- Opening Delimiter -

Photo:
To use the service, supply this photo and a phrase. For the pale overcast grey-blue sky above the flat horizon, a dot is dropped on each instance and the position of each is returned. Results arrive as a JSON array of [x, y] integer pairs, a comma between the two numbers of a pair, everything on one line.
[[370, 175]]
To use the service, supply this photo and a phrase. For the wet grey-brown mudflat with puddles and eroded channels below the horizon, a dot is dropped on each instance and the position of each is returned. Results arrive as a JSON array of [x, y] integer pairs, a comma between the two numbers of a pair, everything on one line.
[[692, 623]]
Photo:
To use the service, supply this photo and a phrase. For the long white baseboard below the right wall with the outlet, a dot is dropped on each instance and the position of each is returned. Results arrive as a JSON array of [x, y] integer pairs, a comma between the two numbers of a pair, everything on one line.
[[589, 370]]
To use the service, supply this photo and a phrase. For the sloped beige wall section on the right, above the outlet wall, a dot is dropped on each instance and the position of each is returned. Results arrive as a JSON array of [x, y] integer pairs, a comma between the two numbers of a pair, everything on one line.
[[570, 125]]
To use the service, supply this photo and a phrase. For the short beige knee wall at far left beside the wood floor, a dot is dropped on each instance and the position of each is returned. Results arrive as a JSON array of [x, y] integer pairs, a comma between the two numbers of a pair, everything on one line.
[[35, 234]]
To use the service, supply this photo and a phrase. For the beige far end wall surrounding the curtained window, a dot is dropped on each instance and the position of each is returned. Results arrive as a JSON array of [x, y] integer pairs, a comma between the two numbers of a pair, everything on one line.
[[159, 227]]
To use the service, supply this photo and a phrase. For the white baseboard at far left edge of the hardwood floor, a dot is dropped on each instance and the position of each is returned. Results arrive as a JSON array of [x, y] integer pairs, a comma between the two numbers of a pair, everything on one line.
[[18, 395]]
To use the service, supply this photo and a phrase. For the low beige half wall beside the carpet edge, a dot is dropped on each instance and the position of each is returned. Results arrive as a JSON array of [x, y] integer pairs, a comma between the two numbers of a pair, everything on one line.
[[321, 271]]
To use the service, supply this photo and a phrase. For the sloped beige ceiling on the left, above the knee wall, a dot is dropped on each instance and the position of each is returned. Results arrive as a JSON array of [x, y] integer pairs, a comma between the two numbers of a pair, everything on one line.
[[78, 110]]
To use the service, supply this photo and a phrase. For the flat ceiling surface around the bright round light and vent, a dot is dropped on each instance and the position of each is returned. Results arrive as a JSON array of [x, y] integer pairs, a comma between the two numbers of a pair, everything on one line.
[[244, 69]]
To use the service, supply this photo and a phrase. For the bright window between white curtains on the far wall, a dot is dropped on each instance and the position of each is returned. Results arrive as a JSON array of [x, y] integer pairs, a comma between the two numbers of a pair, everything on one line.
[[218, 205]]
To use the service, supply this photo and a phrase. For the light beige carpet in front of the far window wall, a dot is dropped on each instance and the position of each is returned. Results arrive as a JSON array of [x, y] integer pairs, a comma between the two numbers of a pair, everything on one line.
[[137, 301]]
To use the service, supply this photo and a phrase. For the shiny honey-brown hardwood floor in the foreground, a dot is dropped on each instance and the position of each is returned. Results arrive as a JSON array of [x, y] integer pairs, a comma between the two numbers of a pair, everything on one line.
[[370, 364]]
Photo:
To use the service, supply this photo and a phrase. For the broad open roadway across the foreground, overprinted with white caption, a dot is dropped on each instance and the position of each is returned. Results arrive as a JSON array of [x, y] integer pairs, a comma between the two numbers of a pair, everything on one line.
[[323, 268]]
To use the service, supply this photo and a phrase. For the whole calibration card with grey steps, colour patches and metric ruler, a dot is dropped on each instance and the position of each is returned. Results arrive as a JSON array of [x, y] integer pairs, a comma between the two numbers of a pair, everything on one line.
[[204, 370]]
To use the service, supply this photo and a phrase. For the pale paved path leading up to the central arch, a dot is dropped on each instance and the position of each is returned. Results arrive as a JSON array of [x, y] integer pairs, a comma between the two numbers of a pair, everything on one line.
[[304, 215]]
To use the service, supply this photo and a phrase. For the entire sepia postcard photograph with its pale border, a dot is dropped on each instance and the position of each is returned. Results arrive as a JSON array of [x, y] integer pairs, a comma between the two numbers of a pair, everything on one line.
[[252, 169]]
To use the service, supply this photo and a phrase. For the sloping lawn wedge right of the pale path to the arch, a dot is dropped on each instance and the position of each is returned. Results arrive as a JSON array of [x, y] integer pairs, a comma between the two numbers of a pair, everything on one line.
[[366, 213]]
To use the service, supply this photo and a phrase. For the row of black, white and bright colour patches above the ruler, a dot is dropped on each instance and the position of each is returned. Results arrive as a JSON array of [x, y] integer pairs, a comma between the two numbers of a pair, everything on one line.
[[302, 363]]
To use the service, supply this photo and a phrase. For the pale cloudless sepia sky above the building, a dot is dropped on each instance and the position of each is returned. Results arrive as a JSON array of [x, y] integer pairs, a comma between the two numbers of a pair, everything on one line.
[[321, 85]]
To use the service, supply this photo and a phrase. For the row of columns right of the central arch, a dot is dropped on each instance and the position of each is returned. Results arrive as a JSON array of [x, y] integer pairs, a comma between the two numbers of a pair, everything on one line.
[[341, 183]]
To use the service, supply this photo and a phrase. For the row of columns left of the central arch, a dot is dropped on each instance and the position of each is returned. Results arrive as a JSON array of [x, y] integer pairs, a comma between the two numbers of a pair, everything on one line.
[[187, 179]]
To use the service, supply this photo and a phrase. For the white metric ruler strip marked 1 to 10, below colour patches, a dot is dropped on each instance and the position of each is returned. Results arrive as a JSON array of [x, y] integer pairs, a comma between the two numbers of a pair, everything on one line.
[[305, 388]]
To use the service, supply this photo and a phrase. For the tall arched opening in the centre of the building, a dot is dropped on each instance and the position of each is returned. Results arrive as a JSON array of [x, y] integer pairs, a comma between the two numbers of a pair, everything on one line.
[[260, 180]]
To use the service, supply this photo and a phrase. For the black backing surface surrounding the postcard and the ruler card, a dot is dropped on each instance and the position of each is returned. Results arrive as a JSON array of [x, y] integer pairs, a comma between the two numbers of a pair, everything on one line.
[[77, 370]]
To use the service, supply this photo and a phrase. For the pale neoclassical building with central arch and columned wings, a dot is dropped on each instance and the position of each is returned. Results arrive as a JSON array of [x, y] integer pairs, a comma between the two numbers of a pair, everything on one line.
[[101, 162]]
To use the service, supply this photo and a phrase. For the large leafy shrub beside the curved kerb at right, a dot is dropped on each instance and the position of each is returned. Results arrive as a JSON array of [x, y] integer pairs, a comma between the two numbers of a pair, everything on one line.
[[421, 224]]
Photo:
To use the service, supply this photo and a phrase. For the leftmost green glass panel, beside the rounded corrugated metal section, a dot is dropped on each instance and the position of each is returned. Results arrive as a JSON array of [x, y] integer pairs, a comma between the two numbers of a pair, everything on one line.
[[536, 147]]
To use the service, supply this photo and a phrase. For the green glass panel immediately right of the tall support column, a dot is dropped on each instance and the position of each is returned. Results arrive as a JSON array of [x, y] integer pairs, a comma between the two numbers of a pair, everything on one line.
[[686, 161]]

- Closing Delimiter -

Your task:
All lines from the one containing "For the large" to the last line of the material above must be copied exactly, and only those.

Task output:
To use the service, supply this photo and a phrase. For the large leafy shrub beside the curved kerb at right, a dot is dropped on each instance and the position of each is returned. Results arrive as a JSON array of [x, y] integer pairs, a comma between the two numbers of a pair, everything on one line.
[[421, 224]]
Photo:
To use the service, supply this photo and a phrase. For the leftmost green glass panel, beside the rounded corrugated metal section, a dot is dropped on each instance and the position of each is returned. Results arrive as a JSON array of [x, y] integer pairs, a comma between the two numbers of a pair, everything on one line.
[[536, 147]]
To use the service, supply this photo and a phrase. For the green glass panel immediately right of the tall support column, a dot is dropped on each instance and the position of each is returned. Results arrive as a JSON array of [x, y] integer pairs, a comma between the two numbers of a pair, everything on one line.
[[686, 161]]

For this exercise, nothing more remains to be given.